§ Listed records
┌──

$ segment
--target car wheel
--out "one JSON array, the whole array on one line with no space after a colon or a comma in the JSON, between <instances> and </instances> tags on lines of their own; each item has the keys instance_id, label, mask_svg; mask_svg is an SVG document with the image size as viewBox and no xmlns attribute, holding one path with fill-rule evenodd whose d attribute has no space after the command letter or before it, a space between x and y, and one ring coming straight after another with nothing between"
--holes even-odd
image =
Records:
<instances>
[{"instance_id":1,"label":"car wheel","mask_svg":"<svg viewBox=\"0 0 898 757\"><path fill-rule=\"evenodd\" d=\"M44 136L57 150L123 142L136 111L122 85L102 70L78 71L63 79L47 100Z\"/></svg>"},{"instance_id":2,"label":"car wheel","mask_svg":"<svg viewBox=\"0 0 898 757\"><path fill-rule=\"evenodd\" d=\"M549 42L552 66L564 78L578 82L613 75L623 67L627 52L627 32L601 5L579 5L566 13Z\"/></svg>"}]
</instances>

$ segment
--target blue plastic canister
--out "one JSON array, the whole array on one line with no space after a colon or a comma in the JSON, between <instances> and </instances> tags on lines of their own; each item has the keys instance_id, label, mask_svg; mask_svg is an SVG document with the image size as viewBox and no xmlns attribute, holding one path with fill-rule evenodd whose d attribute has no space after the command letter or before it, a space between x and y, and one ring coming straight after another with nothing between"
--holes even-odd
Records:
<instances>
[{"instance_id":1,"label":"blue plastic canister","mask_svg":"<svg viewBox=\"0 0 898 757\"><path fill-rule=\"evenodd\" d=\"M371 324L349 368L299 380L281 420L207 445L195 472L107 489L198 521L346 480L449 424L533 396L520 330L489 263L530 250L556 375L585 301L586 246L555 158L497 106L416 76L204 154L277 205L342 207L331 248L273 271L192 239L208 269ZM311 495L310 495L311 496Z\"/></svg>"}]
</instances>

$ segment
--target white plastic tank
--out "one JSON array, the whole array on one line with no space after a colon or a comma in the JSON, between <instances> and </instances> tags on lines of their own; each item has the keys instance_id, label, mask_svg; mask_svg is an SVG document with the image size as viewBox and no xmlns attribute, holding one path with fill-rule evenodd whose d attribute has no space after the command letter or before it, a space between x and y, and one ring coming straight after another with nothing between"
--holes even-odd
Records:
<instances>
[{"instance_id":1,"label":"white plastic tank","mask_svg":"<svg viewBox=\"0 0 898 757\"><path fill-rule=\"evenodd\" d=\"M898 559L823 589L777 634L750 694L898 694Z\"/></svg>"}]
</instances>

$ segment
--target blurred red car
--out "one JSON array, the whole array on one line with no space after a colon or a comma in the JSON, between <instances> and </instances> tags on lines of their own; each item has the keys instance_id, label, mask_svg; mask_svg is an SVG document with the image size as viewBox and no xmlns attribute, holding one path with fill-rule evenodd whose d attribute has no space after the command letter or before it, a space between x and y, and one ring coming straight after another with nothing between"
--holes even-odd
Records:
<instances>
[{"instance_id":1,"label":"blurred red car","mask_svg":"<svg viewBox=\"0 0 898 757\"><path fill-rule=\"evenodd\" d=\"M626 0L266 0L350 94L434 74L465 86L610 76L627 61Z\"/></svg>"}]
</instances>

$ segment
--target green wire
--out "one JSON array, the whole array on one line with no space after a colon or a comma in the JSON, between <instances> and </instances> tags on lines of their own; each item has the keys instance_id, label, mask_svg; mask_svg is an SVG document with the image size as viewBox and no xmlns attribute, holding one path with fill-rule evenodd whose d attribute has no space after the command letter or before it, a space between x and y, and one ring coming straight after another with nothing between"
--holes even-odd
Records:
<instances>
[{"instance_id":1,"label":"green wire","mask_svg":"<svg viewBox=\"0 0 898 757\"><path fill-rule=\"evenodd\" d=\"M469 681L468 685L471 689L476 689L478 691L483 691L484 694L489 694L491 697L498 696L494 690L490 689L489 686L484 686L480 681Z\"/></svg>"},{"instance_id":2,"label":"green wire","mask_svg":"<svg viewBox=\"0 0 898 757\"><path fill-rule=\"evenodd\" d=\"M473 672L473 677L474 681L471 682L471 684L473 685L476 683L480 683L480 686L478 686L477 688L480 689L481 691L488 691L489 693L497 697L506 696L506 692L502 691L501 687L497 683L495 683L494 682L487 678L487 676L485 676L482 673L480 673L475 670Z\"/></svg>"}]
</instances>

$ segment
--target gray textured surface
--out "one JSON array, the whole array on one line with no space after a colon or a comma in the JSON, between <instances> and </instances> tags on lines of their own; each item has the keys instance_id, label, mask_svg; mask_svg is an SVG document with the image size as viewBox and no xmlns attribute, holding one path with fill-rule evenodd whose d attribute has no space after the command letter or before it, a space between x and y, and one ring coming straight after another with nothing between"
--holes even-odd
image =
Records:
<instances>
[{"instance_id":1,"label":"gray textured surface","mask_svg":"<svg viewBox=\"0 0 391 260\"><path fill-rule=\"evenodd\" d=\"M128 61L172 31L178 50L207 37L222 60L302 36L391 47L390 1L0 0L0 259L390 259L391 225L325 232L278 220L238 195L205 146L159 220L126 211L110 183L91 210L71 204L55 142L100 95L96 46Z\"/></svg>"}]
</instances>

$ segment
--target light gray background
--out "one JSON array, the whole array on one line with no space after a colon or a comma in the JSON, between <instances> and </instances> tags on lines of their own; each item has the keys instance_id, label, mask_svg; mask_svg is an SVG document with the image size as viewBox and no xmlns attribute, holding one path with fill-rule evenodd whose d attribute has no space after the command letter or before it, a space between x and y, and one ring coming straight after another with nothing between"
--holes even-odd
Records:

└──

§ Exercise brief
Above are some records. Print them all exactly.

§ Response for this exercise
$ segment
--target car wheel
--out "one JSON array, the whole array on one line with no space after a colon or a comma in the JSON, between <instances> and </instances> tags on lines of their own; each item has the keys instance_id, label, mask_svg; mask_svg is an SVG document with the image size as viewBox and no xmlns attribute, holding one path with fill-rule evenodd whose d attribute has no space after the command letter or before it, a space between x and y, and one ring coming straight after another with nothing between"
--holes even-odd
image =
Records:
<instances>
[{"instance_id":1,"label":"car wheel","mask_svg":"<svg viewBox=\"0 0 898 757\"><path fill-rule=\"evenodd\" d=\"M44 136L57 150L123 142L136 111L122 85L102 70L78 71L63 79L47 100Z\"/></svg>"},{"instance_id":2,"label":"car wheel","mask_svg":"<svg viewBox=\"0 0 898 757\"><path fill-rule=\"evenodd\" d=\"M549 42L552 66L564 78L578 82L613 75L623 67L627 52L627 32L601 5L579 5L566 13Z\"/></svg>"}]
</instances>

$ segment
--target blue plastic canister
--out "one JSON array, the whole array on one line with no space after a colon or a comma in the JSON, between <instances> and </instances> tags on lines of their own; each item has the keys instance_id, label, mask_svg; mask_svg is an SVG document with the image size as viewBox and no xmlns attribute, holding one path with fill-rule evenodd whose d attribute has no space after the command letter or before it, a space between x and y, and one ring coming straight after another with nothing between"
--holes even-odd
Records:
<instances>
[{"instance_id":1,"label":"blue plastic canister","mask_svg":"<svg viewBox=\"0 0 898 757\"><path fill-rule=\"evenodd\" d=\"M371 324L349 368L299 380L281 420L207 445L195 472L107 489L198 521L346 480L449 424L533 396L520 330L489 263L530 250L556 375L585 301L586 246L555 158L497 106L416 76L204 154L277 205L342 207L331 248L273 271L192 239L208 269ZM311 495L310 495L311 496Z\"/></svg>"}]
</instances>

$ segment
--target white plastic tank
--out "one JSON array, the whole array on one line with no space after a colon or a comma in the JSON, between <instances> and </instances> tags on lines of their own; each item has the keys instance_id, label, mask_svg; mask_svg is an SVG document with the image size as viewBox and no xmlns attribute, holding one path with fill-rule evenodd whose d attribute has no space after the command letter or before it, a space between x and y, and one ring coming straight after another with nothing between"
--holes even-odd
Records:
<instances>
[{"instance_id":1,"label":"white plastic tank","mask_svg":"<svg viewBox=\"0 0 898 757\"><path fill-rule=\"evenodd\" d=\"M898 559L823 589L777 634L750 694L898 694Z\"/></svg>"}]
</instances>

$ segment
--target blurred red car
--out "one JSON array, the whole array on one line with no space after a colon or a comma in the JSON, between <instances> and </instances> tags on lines of their own; each item has the keys instance_id, label, mask_svg; mask_svg is an SVG document with the image size as viewBox and no xmlns attribute, holding one path with fill-rule evenodd whose d attribute has no space after the command letter or before it, a space between x and y, and one ring coming straight after another with nothing between"
--holes even-odd
Records:
<instances>
[{"instance_id":1,"label":"blurred red car","mask_svg":"<svg viewBox=\"0 0 898 757\"><path fill-rule=\"evenodd\" d=\"M626 0L266 0L350 94L434 74L465 86L610 76L627 61Z\"/></svg>"}]
</instances>

$ segment
--target green wire
--out "one JSON array, the whole array on one line with no space after a colon or a comma in the JSON, between <instances> and </instances> tags on lines of their own; each item has the keys instance_id, label, mask_svg; mask_svg is an SVG document with the image size as viewBox and no xmlns attribute, holding one path with fill-rule evenodd whose d attribute has no space after the command letter or before it, a space between x and y, and one ring coming straight after another with nothing between"
--holes even-odd
Records:
<instances>
[{"instance_id":1,"label":"green wire","mask_svg":"<svg viewBox=\"0 0 898 757\"><path fill-rule=\"evenodd\" d=\"M469 681L468 685L471 689L476 689L478 691L483 691L484 694L489 694L491 697L498 696L494 690L490 689L489 686L484 686L480 681Z\"/></svg>"},{"instance_id":2,"label":"green wire","mask_svg":"<svg viewBox=\"0 0 898 757\"><path fill-rule=\"evenodd\" d=\"M473 672L473 677L474 681L471 682L471 684L473 685L476 683L480 683L480 686L478 686L477 688L480 689L481 691L488 691L489 693L497 697L506 696L506 692L502 691L501 687L497 683L495 683L494 682L487 678L487 676L485 676L482 673L480 673L475 670Z\"/></svg>"}]
</instances>

$ segment
--target gray textured surface
--out "one JSON array, the whole array on one line with no space after a colon or a comma in the JSON, between <instances> and </instances> tags on lines of their own; each item has the keys instance_id, label, mask_svg; mask_svg is an SVG document with the image size as viewBox and no xmlns attribute, holding one path with fill-rule evenodd whose d attribute has no space after the command letter or before it, a space between x and y, and one ring coming straight after another with nothing between"
--holes even-odd
image =
Records:
<instances>
[{"instance_id":1,"label":"gray textured surface","mask_svg":"<svg viewBox=\"0 0 391 260\"><path fill-rule=\"evenodd\" d=\"M128 61L172 31L178 50L207 37L222 60L302 36L391 47L390 1L0 0L0 259L390 259L391 225L325 232L278 220L238 195L205 146L159 220L126 211L110 183L91 210L71 204L55 142L100 95L96 46Z\"/></svg>"}]
</instances>

$ segment
--target light gray background
--out "one JSON array, the whole array on one line with no space after a colon or a comma in the JSON, between <instances> and </instances> tags on lines of their own; each item has the keys instance_id, label, mask_svg; mask_svg is an SVG document with the image size as viewBox and no xmlns attribute, holding one path with fill-rule evenodd whose d attribute has no space after the command letter or before it, a space between x and y, and one ring coming straight after another with nothing between"
--holes even-odd
Records:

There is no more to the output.